List of tasks
**A)** According to the book-launch article, where and when was the 38th Indonesia Update held?
**B)** Please output the passage of the book-launch article between "According to him, the" and "and social status.", inclusive, without changing a word.

Supplied text
--- START ---

UGM Faculty of Medicine, Public Health, and Nursing and Australian National University (ANU) Indonesia Project launched a book called In Sickness and In Health: Diagnosing Indonesia on Tuesday (31/1).
In Sickness and In Health: Diagnosing Indonesia, published in November 2022, features 12 chapters by 26 academics from Indonesia and around the world. The chapters are sourced from papers for the 38th Indonesia Update held in Canberra by the ANU Indonesia Project in September 2021.
Dean of the UGM Faculty of Medicine, Public Health, and Nursing, Dr. Yodi Mahendradhata, welcomed the effort to research and formulate evidence-based and mission-oriented health policy in Indonesia, which has been one of the cornerstones of his faculty.
He hopes this book can be a reference for academics in research and teaching and decision-makers in policy development at the central and regional levels.
“The UGM Faculty of Medicine, Public Health, and Nursing launches around 3-4 books or more in a year. This particular book is the result of cooperation between the UGM Faculty of Medicine, Public Health, and Nursing and the ANU Indonesia Project,” he said. “We are grateful for the completion of the book, which was compiled during the pandemic.”
In Sickness and In Health: Diagnosing Indonesia explores challenges in Indonesia’s healthcare system. Despite improvements in the country’s health in the last 60 years, Indonesia still has many chronic health problems. These issues include funding sustainability, governance, and unequal access to health services, which have become more apparent during the COVID-19 pandemic.
Due to demographic and socio-economic changes in recent decades, Indonesia has become one of the countries that deal with chronic non-communicable and degenerative diseases such as heart disease, cancer, and diabetes, in addition to infectious diseases, maternal health, and diseases caused by poor nutrition.
Dr. Firman Witoelar, one of the book’s editors, explained that the ANU Indonesia Project has been organizing annual conferences regarding Indonesia since 1983, becoming the largest conference on Indonesia organized outside the country. The topics mainly focus on significant problems faced by the Indonesian people.
According to him, the discourse on health systems and services in Indonesia has become more frequent due to the pandemic, making it suitable to be a conference theme. A commonly used approach in analyzing population health issues is the epidemiological transition, which is the shift from the dominance of infectious diseases contracted by toddlers and children to non-communicable and degenerative diseases that occurred in the elderly population due to changes in economic and social status.
Dr. Ariane Utomo from the University of Melbourne said that the book’s approach was through a health transition lens. In addition to the epidemiological transition (changes in patterns of disease types, disability, and mortality rates), Indonesia also faces the question of how to systematically manage social responses to the health status of the community. Over time, despite the country’s progress, the incidence of communicable diseases remains high in parallel with the rise in non-communicable diseases.

--- END ---

Provided material
--- START ---

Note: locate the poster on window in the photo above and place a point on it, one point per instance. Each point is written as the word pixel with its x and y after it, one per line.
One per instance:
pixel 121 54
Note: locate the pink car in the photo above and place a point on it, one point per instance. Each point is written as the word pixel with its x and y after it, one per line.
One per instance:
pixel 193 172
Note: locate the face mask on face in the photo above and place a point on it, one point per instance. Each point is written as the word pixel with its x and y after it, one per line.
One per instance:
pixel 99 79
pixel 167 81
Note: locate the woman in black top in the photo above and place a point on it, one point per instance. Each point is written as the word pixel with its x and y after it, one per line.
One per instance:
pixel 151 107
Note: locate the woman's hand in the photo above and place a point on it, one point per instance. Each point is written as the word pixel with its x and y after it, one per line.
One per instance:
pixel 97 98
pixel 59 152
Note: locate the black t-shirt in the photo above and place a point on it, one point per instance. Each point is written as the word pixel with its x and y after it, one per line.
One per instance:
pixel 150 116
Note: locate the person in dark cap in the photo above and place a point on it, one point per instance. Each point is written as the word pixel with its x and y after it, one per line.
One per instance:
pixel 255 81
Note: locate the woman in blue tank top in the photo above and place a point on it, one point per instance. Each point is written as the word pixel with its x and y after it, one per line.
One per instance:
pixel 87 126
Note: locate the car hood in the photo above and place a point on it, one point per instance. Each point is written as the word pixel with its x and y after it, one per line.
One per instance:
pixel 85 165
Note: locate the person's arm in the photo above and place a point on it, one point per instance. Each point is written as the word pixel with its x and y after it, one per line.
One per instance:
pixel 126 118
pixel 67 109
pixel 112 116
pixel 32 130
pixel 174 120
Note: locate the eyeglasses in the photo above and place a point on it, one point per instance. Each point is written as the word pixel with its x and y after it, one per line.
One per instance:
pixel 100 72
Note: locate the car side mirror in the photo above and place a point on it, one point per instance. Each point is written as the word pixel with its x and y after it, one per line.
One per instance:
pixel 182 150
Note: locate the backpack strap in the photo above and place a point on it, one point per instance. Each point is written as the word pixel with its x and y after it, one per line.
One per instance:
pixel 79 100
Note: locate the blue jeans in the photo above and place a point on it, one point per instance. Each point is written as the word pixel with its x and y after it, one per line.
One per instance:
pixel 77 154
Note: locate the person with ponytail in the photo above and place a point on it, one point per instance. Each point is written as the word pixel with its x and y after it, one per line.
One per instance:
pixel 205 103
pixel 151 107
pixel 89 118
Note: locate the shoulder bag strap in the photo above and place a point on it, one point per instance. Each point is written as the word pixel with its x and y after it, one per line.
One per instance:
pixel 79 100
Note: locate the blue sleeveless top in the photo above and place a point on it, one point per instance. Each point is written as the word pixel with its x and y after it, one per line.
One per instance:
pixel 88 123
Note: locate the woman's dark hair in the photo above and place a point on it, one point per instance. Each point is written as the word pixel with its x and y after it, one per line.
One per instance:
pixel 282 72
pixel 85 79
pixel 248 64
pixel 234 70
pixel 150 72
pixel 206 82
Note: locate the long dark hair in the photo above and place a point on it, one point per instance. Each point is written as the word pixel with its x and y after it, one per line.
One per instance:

--- END ---

Task-by-task answers
**A)** In Canberra, in September 2021.

**B)**
According to him, the discourse on health systems and services in Indonesia has become more frequent due to the pandemic, making it suitable to be a conference theme. A commonly used approach in analyzing population health issues is the epidemiological transition, which is the shift from the dominance of infectious diseases contracted by toddlers and children to non-communicable and degenerative diseases that occurred in the elderly population due to changes in economic and social status.